Items from a data source
::::::::::

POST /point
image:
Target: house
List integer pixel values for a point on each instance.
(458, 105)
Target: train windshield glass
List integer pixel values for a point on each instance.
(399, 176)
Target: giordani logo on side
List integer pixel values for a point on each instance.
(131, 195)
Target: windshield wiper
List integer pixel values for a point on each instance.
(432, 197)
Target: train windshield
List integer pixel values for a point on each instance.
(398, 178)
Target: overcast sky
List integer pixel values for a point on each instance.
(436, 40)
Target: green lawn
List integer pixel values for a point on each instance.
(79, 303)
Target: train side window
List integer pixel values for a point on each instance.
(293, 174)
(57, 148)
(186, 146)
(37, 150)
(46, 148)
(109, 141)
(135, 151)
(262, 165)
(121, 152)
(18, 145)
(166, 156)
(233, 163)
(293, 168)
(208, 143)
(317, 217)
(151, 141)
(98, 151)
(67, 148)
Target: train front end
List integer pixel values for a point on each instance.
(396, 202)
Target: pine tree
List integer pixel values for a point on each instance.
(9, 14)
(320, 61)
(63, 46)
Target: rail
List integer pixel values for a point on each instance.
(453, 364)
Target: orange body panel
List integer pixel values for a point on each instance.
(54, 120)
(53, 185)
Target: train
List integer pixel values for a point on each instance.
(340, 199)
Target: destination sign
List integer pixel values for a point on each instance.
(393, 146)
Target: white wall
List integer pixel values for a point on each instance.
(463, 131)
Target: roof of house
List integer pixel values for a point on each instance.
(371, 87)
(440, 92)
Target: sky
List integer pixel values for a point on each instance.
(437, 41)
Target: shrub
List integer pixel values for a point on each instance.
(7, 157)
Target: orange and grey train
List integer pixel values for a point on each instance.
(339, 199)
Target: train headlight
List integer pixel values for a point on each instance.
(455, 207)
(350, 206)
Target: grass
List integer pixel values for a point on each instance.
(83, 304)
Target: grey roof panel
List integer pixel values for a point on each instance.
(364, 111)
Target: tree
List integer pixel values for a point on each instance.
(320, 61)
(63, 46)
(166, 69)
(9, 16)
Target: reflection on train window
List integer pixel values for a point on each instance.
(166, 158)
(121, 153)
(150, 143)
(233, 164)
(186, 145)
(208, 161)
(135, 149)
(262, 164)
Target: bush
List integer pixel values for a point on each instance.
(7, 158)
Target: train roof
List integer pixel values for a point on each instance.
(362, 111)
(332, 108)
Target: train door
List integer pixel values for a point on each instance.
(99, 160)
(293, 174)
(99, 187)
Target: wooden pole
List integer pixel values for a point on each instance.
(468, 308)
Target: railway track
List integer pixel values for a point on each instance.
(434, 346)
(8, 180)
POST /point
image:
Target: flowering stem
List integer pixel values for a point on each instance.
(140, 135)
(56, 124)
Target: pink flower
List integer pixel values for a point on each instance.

::::::::::

Above are the records; retype them all without a single difference.

POST /point
image:
Target: house
List integer pixel values for a point on each instance.
(458, 105)
Target: train windshield glass
List integer pixel values for a point on each instance.
(399, 176)
Target: giordani logo on side
List integer pixel values for a point on each instance.
(131, 195)
Target: windshield wiper
List integer pixel values for a point on each instance.
(432, 197)
Target: train windshield
List integer pixel values for a point on each instance.
(398, 178)
Target: overcast sky
List integer pixel values for a point on each instance.
(436, 40)
Target: green lawn
List integer pixel values for a point on each instance.
(79, 303)
Target: train side window
List integer pixel values for a point on each instance.
(293, 174)
(57, 148)
(186, 146)
(37, 150)
(46, 148)
(109, 141)
(135, 151)
(262, 165)
(121, 152)
(18, 145)
(166, 156)
(233, 163)
(293, 168)
(208, 143)
(317, 217)
(151, 141)
(98, 151)
(67, 148)
Target: train front end
List integer pixel values for a point on each instance.
(396, 202)
Target: pine tree
List integer pixel values for a point on each instance.
(9, 14)
(320, 61)
(63, 46)
Target: rail
List integer pixel values for a point on each instance.
(453, 364)
Target: orange body panel
List integer pixel values for a point on each instance.
(54, 120)
(53, 185)
Target: train
List integer pixel values for a point on each instance.
(340, 199)
Target: destination sign
List integer pixel values for a point on each instance.
(393, 146)
Target: white wall
List integer pixel values for a point on each instance.
(463, 131)
Target: roof of house
List integer pixel values for a point on each instance.
(371, 87)
(440, 92)
Target: sky
List integer pixel values for a point on each instance.
(437, 41)
Target: shrub
List integer pixel values for a point on each instance.
(7, 157)
Target: orange and grey train
List integer pixel values for a point on each instance.
(339, 199)
Target: train headlight
List integer pixel values for a point on each instance.
(455, 207)
(350, 206)
Target: grass
List integer pixel values for a point on each instance.
(83, 304)
Target: grey roof panel
List integer pixel values for a point on each instance.
(364, 111)
Target: tree
List integer pixel values for a point on each instance.
(320, 61)
(63, 46)
(166, 69)
(9, 16)
Target: reflection on train window
List integer pixel values for a point on each instance.
(166, 158)
(121, 153)
(150, 143)
(233, 164)
(186, 145)
(208, 161)
(135, 149)
(262, 164)
Target: bush
List integer pixel values for a point on each instance.
(7, 158)
Target: train roof
List integer pixel values for a point on each instance.
(362, 111)
(332, 108)
Target: train door
List integer pixel values for a point on each instance.
(99, 160)
(293, 174)
(99, 187)
Target: wooden pole
List integer pixel values for a point on each instance.
(468, 308)
Target: railway track
List integer pixel values for a point on each instance.
(434, 346)
(8, 180)
POST /point
image:
Target: flowering stem
List integer pixel values for a point on each instance.
(140, 135)
(56, 124)
Target: pink flower
List integer pixel values for a point on each instance.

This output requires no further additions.